— Begin RECORD EXCERPTS —
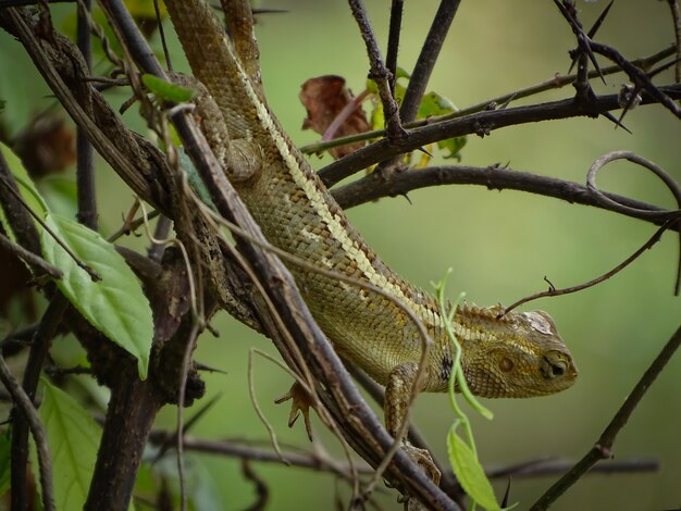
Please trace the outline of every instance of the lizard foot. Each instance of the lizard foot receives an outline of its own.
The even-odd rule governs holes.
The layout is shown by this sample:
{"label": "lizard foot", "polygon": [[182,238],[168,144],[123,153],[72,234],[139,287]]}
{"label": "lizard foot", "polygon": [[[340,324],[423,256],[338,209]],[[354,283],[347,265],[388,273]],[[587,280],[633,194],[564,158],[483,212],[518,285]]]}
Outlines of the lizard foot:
— End RECORD EXCERPTS —
WHAT THE EXERCISE ASKS: Render every line of the listing above as a numbered list, skipping blank lines and leaving out the pictures.

THE OUTPUT:
1. Please trace the outline of every instance of the lizard foot. Each instance of the lizard foot receives an outline of its own.
2. The even-odd rule governs holes.
3. The layout is shown by this sample:
4. {"label": "lizard foot", "polygon": [[182,238],[168,144],[123,153],[72,234],[139,287]]}
5. {"label": "lizard foot", "polygon": [[[340,324],[423,256],[338,209]],[[354,283],[347,265],[388,273]],[[587,280],[633,194],[564,158],[483,212],[518,285]]]}
6. Outlines of the lizard foot:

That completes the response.